### Data supplied
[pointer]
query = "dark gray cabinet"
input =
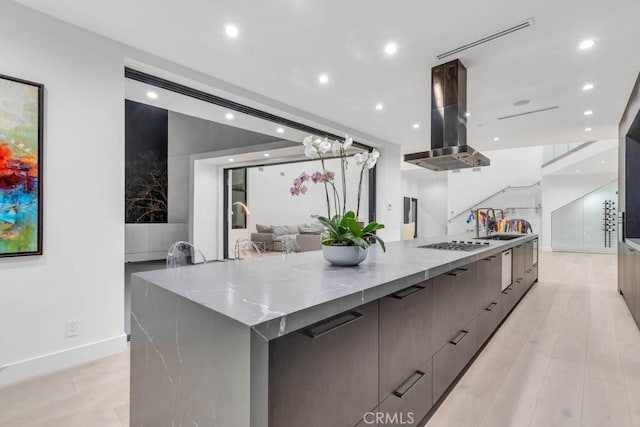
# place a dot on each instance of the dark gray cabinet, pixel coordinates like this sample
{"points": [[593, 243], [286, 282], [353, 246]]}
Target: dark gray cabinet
{"points": [[519, 271], [405, 334], [629, 278], [409, 402], [449, 361], [390, 360], [327, 374], [455, 301]]}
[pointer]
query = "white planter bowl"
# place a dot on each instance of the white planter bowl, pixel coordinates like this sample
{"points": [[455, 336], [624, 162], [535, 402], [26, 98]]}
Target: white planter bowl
{"points": [[344, 256]]}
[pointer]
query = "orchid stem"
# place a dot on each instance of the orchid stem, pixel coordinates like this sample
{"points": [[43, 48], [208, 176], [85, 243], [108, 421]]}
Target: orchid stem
{"points": [[359, 192]]}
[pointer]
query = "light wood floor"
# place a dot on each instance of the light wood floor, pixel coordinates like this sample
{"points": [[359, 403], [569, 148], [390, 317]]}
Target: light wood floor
{"points": [[569, 355]]}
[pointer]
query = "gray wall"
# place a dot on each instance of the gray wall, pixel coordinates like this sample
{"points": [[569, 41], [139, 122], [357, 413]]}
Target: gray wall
{"points": [[191, 135]]}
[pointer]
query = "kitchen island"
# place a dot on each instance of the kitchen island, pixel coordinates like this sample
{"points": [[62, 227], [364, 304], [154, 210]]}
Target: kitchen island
{"points": [[294, 341]]}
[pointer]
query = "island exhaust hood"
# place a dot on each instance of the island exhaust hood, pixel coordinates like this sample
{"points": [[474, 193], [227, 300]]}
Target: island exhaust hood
{"points": [[449, 149]]}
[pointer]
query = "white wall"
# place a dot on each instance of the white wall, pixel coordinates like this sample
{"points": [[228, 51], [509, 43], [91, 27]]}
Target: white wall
{"points": [[518, 167], [206, 225], [431, 192], [559, 190], [515, 167], [270, 202], [389, 202], [80, 276]]}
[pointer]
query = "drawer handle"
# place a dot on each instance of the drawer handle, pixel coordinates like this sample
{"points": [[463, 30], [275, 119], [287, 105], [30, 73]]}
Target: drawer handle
{"points": [[491, 306], [458, 272], [331, 324], [408, 384], [459, 337], [407, 292]]}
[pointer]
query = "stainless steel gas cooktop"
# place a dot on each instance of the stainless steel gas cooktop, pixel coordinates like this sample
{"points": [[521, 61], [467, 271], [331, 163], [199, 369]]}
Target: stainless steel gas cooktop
{"points": [[456, 245]]}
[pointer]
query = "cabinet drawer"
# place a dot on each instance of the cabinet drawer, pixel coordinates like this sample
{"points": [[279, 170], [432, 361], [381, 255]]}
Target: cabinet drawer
{"points": [[455, 296], [449, 361], [490, 279], [407, 404], [489, 319], [508, 300], [326, 374], [405, 334]]}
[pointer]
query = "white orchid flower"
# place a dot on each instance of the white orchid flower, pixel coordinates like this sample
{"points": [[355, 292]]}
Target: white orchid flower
{"points": [[336, 148], [348, 141], [361, 158], [373, 158], [324, 146]]}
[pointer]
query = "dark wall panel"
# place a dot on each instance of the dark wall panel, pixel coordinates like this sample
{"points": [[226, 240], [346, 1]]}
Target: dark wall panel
{"points": [[146, 177]]}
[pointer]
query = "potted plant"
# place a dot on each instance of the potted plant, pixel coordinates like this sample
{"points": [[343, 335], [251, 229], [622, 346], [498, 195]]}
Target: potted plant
{"points": [[346, 241]]}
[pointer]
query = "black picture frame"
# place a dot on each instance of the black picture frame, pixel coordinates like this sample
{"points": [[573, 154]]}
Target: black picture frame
{"points": [[39, 197]]}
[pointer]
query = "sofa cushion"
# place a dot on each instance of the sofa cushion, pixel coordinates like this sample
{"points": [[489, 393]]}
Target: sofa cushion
{"points": [[311, 229], [293, 229], [264, 228], [280, 230]]}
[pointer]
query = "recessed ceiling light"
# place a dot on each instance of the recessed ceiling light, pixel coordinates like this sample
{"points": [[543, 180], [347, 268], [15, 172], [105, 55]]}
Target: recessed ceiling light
{"points": [[586, 44], [231, 31], [391, 48]]}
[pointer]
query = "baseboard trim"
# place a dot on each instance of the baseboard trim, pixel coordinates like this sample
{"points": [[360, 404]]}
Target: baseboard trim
{"points": [[52, 362]]}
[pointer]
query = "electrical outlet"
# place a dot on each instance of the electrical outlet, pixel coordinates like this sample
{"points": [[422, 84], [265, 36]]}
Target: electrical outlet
{"points": [[72, 328]]}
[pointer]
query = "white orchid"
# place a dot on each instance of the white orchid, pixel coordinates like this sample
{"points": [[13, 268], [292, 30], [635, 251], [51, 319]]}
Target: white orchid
{"points": [[324, 146], [348, 141], [336, 148], [373, 158]]}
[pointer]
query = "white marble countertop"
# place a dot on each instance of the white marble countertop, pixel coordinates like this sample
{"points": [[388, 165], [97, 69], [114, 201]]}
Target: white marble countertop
{"points": [[633, 243], [277, 294]]}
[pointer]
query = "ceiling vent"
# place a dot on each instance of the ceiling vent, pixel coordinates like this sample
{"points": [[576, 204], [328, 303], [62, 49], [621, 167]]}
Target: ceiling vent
{"points": [[526, 113], [521, 26]]}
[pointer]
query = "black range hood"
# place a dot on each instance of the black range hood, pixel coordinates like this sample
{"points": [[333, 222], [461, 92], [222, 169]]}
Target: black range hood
{"points": [[449, 149]]}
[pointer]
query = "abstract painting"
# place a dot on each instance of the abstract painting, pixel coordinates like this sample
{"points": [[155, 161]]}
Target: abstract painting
{"points": [[20, 167]]}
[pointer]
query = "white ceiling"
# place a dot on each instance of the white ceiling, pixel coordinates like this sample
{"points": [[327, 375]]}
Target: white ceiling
######
Everything in the records must be transcribed exactly, except the pictures, which are left out.

[pointer]
query = "dark gray cabinet"
input =
# place a dot on each instance of the dark gray cabinet, pixel coordinates like this sample
{"points": [[593, 243], [286, 282], [353, 246]]}
Target: dark gray cabinet
{"points": [[519, 271], [405, 334], [629, 278], [409, 402], [449, 361], [390, 360], [327, 374], [455, 301]]}
[pointer]
query = "white planter bowl"
# place a dot on each instance of the white planter bowl, pixel coordinates like this sample
{"points": [[455, 336], [624, 162], [535, 402], [26, 98]]}
Target: white planter bowl
{"points": [[344, 256]]}
[pointer]
query = "orchid stem"
# place a dot on each instance of the orchid stem, pixel coordinates like this sample
{"points": [[43, 48], [208, 176], [85, 243], [108, 421]]}
Target: orchid stem
{"points": [[359, 192]]}
[pointer]
query = "light wood floor"
# place a dot on each instance of the light wood floor, pixel coordinates like this sample
{"points": [[359, 403], [569, 148], [390, 317]]}
Target: light wood floor
{"points": [[569, 355]]}
[pointer]
query = "gray wall"
# place a dot on each instance of the gray wall, pixel coordinates like this sample
{"points": [[569, 41], [139, 122], [357, 413]]}
Target: gray wall
{"points": [[191, 135]]}
[pointer]
query = "kitchen island"
# place a dot on each instance of the kitchen island, pixel coordinates like this sample
{"points": [[62, 227], [364, 304], [154, 210]]}
Target: kitchen island
{"points": [[294, 341]]}
[pointer]
query = "island exhaust hood"
# place a dot on each instance of the island exhaust hood, pixel coordinates like this sample
{"points": [[474, 193], [227, 300]]}
Target: island exhaust hood
{"points": [[449, 149]]}
[pointer]
query = "white wall"
# place a dot on each instance of the white wall, pixel coordinates like this sample
{"points": [[228, 51], [509, 43], [91, 27]]}
Target: white wall
{"points": [[518, 167], [206, 225], [431, 192], [559, 190], [515, 167], [270, 202], [389, 202], [80, 276]]}
[pointer]
query = "drawer handle"
# place a dot on each instance of the drawer handle, pixel coordinates like this sample
{"points": [[463, 30], [275, 119], [287, 105], [30, 73]]}
Target: drawer handle
{"points": [[491, 306], [458, 272], [331, 324], [408, 384], [459, 337], [407, 292]]}
[pointer]
query = "stainless steel gas cooktop"
# place a dot on each instance of the stainless steel gas cooktop, pixel coordinates like this sample
{"points": [[521, 61], [467, 271], [331, 163], [199, 369]]}
Target: stainless steel gas cooktop
{"points": [[456, 245]]}
[pointer]
query = "cabinet drawer"
# place a dot on each instance of the cabinet drawer, pixel coordinates like this sample
{"points": [[279, 170], [432, 361], [381, 255]]}
Target: cabinet drawer
{"points": [[455, 296], [449, 361], [490, 279], [407, 404], [489, 319], [508, 300], [326, 374], [405, 334]]}
[pointer]
query = "white orchid flower"
# place a dot on each instance of the white orchid flower, pixel coordinates like this sample
{"points": [[355, 292]]}
Target: white orchid flower
{"points": [[336, 148], [348, 141], [361, 158], [373, 158], [324, 146]]}
[pointer]
query = "dark wall panel"
# place a dot on each instance of the dark wall panel, pixel coordinates like this sample
{"points": [[226, 240], [346, 1]]}
Target: dark wall panel
{"points": [[146, 177]]}
[pointer]
query = "potted plant"
# place a dot on each instance of the potted plant, pixel coordinates like this sample
{"points": [[343, 335], [251, 229], [622, 346], [498, 195]]}
Target: potted plant
{"points": [[346, 241]]}
[pointer]
query = "black picture frame"
# place a dot on each instance of the black picture frame, pixel coordinates like this sample
{"points": [[573, 154]]}
Target: black picture frame
{"points": [[39, 197]]}
[pointer]
query = "sofa cushion"
# place a dot on each instance of the sofa cushion, pixel coordinates like this sample
{"points": [[489, 393]]}
Target: sofa cushion
{"points": [[311, 229], [293, 229], [264, 228], [280, 230]]}
[pointer]
query = "recessed ceiling light"
# place a dot on each instance of the recessed ceiling light, pixel coordinates like this sample
{"points": [[543, 180], [347, 268], [15, 172], [105, 55]]}
Target: recessed ceiling light
{"points": [[586, 44], [231, 31], [391, 48]]}
[pointer]
query = "baseboard trim"
# place a dot on each instance of the baseboard trim, pixel coordinates like this sample
{"points": [[360, 404]]}
Target: baseboard trim
{"points": [[52, 362]]}
[pointer]
query = "electrical outlet"
# place a dot on each instance of the electrical outlet, pixel coordinates like this sample
{"points": [[422, 84], [265, 36]]}
Target: electrical outlet
{"points": [[72, 328]]}
[pointer]
query = "white orchid"
# place a dot on each instance of the white orchid, pixel coordinates like this sample
{"points": [[13, 268], [292, 30], [635, 251], [51, 319]]}
Target: white orchid
{"points": [[324, 146], [348, 141], [336, 148], [373, 158]]}
[pointer]
query = "white marble countertop"
# place a dot on each instance of the white marble countertop, pixel coordinates like this sample
{"points": [[388, 165], [97, 69], [114, 201]]}
Target: white marble countertop
{"points": [[633, 243], [277, 294]]}
[pointer]
query = "ceiling vent"
# place a dot on each instance of the ceiling vent, pixel coordinates like this sample
{"points": [[576, 204], [328, 303], [62, 49], [621, 167]]}
Target: ceiling vent
{"points": [[526, 113], [521, 26]]}
[pointer]
query = "black range hood"
# place a dot on each instance of the black range hood, pixel coordinates like this sample
{"points": [[333, 222], [461, 92], [222, 169]]}
Target: black range hood
{"points": [[449, 149]]}
[pointer]
query = "abstract painting"
# place a dot on each instance of the abstract painting, pixel coordinates like this sample
{"points": [[155, 161]]}
Target: abstract painting
{"points": [[20, 167]]}
[pointer]
query = "white ceiling"
# place a dot on each instance of the white ceiling, pixel coordinates like this sample
{"points": [[327, 375]]}
Target: white ceiling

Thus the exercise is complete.